Extract to read:
☆ ☆ ☆ ☆
Fig. 1 is a flow chart of a method for determining green production process of energy source according to a first embodiment of the present application;
FIG. 2 is a flow chart of a method for determining green production process of energy source according to a second embodiment of the application;
FIG. 3 is a flow chart of a method for determining green production process of energy source according to a third embodiment of the application;
FIG. 4 is a flow chart of a method for determining green production process of energy source according to a fourth embodiment of the application;
FIG. 5 is a flow chart of a method for determining green production process of energy source according to a fifth embodiment of the application;
FIG. 6 is a flow chart of a method for determining green production process of energy source according to a sixth embodiment of the application;
FIG. 7 is a flow chart of a method for determining green production process of energy source according to a seventh embodiment of the application;
Fig. 8 is a circuit block diagram of an electronic device according to an embodiment of the application.
Reference numerals illustrate:
100-electronic device, 110-processor, 120-memory, 130-display.
Detailed Description
The following description of the embodiments of the present application will be made clearly and completely with reference to the accompanying drawings, in which it is apparent that the embodiments described are only some embodiments of the present application, but not all embodiments. All other embodiments, which can be made by those skilled in the art based on the embodiments of the application without any inventive effort, are intended to be within the scope of the application.
The terms first, second and the like in the description and in the claims and in the above-described figures are used for distinguishing between different objects and not necessarily for describing a sequential or chronological order. Furthermore, the terms "comprise" and "have," as well as any variations thereof, are intended to cover a non-exclusive inclusion. For example, a process, method, system, article, or apparatus that comprises a list of steps or elements is not limited to only those listed steps or elements but may include other steps or elements not listed or inherent to such process, method, article, or apparatus.
☆ ☆ ☆ ☆
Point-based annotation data

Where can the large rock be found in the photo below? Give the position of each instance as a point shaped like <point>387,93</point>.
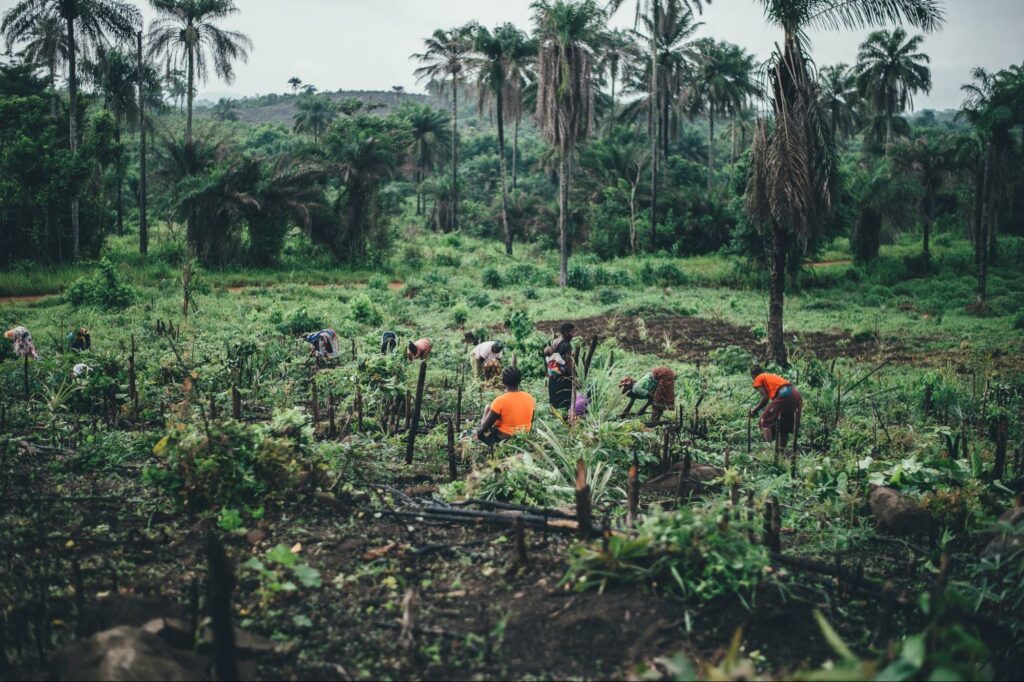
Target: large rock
<point>125,653</point>
<point>897,513</point>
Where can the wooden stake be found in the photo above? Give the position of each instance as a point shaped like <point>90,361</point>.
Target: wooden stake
☆ ☆ ☆ ☆
Exercise instructions:
1. Based on the patent excerpt, say whether each statement is correct, answering yes or no and quoting the words that decide it. (a) Fig. 8 is a flow chart of a method for determining green production process of energy source. (b) Reference numeral 120 denotes the memory. (c) The terms first and second are used to describe a chronological order.
2. Please resize the listing by rewriting all of its lines, requests included, with every answer point coordinate multiplied by 1.4 and rounded to a whole number, halves rounded up. Keep the format samples inside the requests unchanged, and leave the pictures out.
The listing is unrelated to the patent excerpt.

Solutions to the problems:
1.
(a) No: "Fig. 8 is a circuit block diagram of an electronic device according to an embodiment of the application."
(b) Yes: "120-memory"
(c) No: "are used for distinguishing between different objects and not necessarily for describing a sequential or chronological order"

2.
Where can the large rock be found in the photo below? Give the position of each instance as a point shaped like <point>387,93</point>.
Target: large rock
<point>175,914</point>
<point>1256,718</point>
Where can the wooden stake be found in the photo above? Give the position of each instance as a point shaped like <point>90,361</point>.
Target: wooden stake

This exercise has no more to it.